= TEXTE FOURNI =
== == ==

De la sorte, l’organisation apparait comme une construction sociale complexe, non naturelle et modulable. Elle regroupe un certain nombre de personnes interdépendantes qui développent de manière coordonnée des activités inscrites dans la durée et dirigées vers un ou plusieurs buts communs.

Toute organisation comprend des groupes qui sont eux-mêmes constitués d’individus : trois points d’ancrage pour l’analyse psychosociologique.

I-1-1 Diversité des organisations

Dans leur ouvrage intitulé Dictionnaire critique de la Sociologie, Raymond BOUDON et François BOURRICAUD distinguent trois grandes catégories d’organisation. Ce sont :



Les organisations bureaucratiques : caractérisées par la rigueur de leur système de coordination, des statuts sociaux alloués aux différents acteurs suivant des critères explicites (diplômes, concours…), une finalité fixée par une autorité de supervision. Ex : une administration.



Les organisations économiques : caractérisées par la contrepartie financière qu’elles encaissent suite aux produits qu’elles fournissent. Ex : une entreprise.

== == ==

= ENREGISTREMENTS EXTRAITS =
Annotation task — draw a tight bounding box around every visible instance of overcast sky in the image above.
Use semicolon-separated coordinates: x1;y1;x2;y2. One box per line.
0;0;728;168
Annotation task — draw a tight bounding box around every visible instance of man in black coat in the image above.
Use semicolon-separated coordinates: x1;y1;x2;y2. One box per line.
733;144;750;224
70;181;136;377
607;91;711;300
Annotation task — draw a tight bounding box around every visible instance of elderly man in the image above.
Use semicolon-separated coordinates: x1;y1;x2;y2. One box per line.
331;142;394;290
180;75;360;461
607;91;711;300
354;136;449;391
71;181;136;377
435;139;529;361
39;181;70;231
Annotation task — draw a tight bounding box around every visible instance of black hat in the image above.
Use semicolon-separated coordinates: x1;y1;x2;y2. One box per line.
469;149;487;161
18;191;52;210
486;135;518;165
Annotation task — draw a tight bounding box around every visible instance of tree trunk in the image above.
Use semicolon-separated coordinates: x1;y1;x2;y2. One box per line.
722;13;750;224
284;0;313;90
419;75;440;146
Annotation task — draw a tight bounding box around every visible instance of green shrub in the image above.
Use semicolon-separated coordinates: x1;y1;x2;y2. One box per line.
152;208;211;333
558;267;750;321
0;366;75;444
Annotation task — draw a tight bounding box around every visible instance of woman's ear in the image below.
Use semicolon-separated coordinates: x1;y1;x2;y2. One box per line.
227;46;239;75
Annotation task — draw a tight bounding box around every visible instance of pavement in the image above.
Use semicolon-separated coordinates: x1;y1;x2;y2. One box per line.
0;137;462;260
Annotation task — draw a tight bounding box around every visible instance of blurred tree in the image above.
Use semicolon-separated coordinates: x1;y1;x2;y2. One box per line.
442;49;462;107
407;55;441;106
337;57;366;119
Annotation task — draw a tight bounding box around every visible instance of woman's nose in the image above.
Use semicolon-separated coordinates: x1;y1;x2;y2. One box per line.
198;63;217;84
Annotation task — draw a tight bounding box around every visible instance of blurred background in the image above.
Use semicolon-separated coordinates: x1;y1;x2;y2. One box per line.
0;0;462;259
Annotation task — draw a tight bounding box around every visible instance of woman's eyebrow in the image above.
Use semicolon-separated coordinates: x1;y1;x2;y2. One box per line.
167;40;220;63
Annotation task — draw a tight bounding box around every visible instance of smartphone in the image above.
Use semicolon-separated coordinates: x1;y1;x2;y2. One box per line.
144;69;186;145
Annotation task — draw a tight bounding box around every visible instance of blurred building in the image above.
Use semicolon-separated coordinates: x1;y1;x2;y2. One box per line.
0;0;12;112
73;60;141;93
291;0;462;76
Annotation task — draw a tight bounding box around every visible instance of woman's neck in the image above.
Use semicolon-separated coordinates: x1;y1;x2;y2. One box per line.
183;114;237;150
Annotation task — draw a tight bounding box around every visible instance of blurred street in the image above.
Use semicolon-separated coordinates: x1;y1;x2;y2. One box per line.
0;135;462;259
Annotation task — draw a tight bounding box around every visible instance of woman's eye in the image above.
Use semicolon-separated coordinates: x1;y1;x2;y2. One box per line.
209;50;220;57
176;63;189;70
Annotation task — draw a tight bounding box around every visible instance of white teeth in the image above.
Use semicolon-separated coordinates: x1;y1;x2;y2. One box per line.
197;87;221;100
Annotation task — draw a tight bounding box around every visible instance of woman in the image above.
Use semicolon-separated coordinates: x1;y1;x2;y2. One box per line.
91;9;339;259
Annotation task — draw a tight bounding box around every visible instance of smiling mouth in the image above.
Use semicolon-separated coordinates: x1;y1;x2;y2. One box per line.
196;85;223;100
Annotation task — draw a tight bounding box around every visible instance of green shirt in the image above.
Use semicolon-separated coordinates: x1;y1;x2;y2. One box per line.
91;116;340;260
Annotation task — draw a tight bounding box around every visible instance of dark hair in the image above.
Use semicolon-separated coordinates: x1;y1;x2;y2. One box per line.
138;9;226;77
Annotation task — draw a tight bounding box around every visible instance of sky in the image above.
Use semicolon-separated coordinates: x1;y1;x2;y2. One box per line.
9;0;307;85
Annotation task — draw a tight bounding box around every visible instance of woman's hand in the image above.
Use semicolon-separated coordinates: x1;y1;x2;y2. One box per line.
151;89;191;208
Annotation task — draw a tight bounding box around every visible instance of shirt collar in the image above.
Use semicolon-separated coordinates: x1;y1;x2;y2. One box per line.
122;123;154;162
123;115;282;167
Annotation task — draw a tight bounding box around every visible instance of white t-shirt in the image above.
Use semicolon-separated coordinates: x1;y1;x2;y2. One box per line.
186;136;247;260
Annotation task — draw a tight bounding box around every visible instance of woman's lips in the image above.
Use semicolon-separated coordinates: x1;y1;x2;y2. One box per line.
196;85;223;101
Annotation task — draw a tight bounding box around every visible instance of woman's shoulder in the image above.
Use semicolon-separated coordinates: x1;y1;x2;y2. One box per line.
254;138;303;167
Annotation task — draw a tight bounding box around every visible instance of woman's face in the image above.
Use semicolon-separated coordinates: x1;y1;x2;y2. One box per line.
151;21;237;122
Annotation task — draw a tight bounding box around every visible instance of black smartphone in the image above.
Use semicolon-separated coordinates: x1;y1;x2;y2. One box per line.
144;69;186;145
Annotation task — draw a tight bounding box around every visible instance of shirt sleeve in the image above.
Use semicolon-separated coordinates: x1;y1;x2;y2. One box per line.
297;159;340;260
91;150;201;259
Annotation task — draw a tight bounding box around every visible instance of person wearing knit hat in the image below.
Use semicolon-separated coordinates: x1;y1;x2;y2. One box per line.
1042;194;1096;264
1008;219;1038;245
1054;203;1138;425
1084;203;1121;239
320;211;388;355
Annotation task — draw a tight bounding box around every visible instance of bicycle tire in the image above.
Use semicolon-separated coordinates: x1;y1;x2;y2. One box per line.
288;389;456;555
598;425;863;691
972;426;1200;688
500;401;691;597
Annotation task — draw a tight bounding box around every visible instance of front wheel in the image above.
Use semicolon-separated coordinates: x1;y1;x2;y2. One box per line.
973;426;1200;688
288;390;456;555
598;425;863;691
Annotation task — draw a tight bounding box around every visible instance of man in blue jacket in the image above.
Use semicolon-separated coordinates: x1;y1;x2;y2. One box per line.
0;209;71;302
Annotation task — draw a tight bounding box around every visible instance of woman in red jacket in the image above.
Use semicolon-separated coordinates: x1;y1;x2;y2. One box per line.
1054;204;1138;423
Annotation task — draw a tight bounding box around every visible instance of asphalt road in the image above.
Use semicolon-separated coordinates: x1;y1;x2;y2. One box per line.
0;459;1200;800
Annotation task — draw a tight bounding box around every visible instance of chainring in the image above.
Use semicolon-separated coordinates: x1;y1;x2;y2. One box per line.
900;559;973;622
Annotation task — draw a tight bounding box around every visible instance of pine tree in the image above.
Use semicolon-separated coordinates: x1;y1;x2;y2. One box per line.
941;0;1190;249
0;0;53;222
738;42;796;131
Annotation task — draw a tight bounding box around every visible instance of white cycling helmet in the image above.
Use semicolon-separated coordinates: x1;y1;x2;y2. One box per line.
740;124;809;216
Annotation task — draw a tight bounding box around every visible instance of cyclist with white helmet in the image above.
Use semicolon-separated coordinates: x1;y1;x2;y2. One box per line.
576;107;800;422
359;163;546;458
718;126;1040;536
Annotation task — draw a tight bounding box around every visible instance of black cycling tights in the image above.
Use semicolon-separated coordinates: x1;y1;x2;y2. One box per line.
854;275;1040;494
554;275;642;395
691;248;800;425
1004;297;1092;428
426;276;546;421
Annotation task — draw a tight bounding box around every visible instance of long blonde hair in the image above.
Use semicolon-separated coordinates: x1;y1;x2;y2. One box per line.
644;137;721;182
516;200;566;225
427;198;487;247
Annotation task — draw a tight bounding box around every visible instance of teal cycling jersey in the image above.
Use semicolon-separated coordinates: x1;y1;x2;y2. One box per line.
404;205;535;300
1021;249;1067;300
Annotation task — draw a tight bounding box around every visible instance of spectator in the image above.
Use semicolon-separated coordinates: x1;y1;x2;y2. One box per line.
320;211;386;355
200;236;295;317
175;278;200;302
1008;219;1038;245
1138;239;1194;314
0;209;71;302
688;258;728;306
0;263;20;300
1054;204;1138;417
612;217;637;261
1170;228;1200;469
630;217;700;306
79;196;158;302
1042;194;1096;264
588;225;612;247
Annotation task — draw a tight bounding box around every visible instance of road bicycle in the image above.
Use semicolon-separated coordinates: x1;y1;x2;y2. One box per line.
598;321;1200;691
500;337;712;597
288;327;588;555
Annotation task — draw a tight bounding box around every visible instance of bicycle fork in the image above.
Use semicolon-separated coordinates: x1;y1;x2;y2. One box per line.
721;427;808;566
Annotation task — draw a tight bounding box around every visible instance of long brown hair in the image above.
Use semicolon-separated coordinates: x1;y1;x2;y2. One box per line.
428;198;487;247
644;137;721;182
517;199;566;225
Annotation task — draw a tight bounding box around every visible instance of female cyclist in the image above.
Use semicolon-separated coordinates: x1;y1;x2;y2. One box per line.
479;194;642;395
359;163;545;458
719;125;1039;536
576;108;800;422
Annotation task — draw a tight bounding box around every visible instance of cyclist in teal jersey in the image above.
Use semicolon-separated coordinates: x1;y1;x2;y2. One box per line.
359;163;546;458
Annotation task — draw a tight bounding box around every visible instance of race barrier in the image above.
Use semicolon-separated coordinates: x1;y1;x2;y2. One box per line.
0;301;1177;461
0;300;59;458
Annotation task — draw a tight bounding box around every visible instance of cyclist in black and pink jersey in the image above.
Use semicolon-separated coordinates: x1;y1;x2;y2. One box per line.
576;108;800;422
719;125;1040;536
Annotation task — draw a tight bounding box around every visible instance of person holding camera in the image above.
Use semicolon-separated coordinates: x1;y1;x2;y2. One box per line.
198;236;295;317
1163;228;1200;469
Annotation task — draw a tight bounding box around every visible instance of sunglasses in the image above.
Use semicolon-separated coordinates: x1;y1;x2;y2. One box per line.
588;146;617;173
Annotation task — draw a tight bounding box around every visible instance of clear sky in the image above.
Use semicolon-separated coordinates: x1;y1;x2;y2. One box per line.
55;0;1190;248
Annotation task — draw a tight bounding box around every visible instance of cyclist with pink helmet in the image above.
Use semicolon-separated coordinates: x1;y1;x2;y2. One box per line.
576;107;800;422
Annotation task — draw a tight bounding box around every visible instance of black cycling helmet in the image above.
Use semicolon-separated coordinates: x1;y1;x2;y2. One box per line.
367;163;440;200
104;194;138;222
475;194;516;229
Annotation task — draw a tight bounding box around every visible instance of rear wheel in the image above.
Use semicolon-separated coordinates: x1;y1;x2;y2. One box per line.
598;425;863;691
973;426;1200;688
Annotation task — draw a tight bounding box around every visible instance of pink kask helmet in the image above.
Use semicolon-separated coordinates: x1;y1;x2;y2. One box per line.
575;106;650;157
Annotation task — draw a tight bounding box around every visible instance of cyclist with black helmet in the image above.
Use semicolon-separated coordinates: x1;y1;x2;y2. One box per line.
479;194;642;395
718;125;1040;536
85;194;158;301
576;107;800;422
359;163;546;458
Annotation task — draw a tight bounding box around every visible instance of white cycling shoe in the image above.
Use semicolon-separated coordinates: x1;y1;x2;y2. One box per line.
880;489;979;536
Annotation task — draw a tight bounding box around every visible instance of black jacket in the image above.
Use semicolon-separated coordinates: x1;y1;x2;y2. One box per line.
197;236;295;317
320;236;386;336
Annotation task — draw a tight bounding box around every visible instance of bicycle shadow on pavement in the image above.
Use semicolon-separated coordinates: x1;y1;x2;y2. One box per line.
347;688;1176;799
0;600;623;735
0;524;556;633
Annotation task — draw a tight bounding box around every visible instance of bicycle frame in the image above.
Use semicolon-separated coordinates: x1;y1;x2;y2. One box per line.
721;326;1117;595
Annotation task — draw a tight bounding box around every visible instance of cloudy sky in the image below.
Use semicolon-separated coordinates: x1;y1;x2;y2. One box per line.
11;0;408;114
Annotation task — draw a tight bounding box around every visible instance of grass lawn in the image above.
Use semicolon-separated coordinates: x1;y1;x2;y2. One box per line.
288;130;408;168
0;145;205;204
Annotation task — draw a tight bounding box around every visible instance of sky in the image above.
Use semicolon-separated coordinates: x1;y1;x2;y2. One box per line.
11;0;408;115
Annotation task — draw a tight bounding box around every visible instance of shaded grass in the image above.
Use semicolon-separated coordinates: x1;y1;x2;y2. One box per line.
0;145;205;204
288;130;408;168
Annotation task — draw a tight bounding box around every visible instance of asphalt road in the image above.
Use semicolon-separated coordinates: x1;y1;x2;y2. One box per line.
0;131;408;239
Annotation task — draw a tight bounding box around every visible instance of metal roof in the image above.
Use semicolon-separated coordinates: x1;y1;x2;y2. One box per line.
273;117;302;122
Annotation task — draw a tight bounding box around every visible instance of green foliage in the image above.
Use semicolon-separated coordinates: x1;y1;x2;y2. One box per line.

== == ==

= ÉNONCÉ 1 =
Indiquez si chacune des affirmations suivantes concorde avec le texte sur les organisations, en répondant par oui ou par non et en citant à l’identique les mots du texte qui tranchent. (a) L’organisation y est présentée comme une construction naturelle. (b) Boudon et Bourricaud distinguent trois grandes catégories d’organisation. (c) Dans les organisations bureaucratiques, la finalité est fixée par une autorité de supervision.
= ÉNONCÉ 2 =
Rédigez la suite du texte sur les organisations à partir de sa dernière phrase.
Les enregistrements ne sont pas nécessaires ici.

= RÉPONSE RÉDIGÉE 1 =
(a) Non : « une construction sociale complexe, non naturelle et modulable ».
(b) Oui : « distinguent trois grandes catégories d’organisation ».
(c) Oui : « une finalité fixée par une autorité de supervision ».

= RÉPONSE RÉDIGÉE 2 =
Les organisations non lucratives : caractérisées par l’absence de contrepartie financière encaissée suite aux produits ou services qu’elles fournissent. Ex : une association à but non lucratif.

Sans nous étendre sur cette typologie, retenons de façon générale que les groupements dont il est globalement question ici sont essentiellement de nature économique (entreprise), sociale (syndicats), politique (partis), religieuse, etc. Les organisations qui nous intéressent dans le cadre de ce cours peuvent donc être privées, publiques, centrées sur la fabrication des biens de consommation, des services ou qui œuvrent dans l’humanitaire.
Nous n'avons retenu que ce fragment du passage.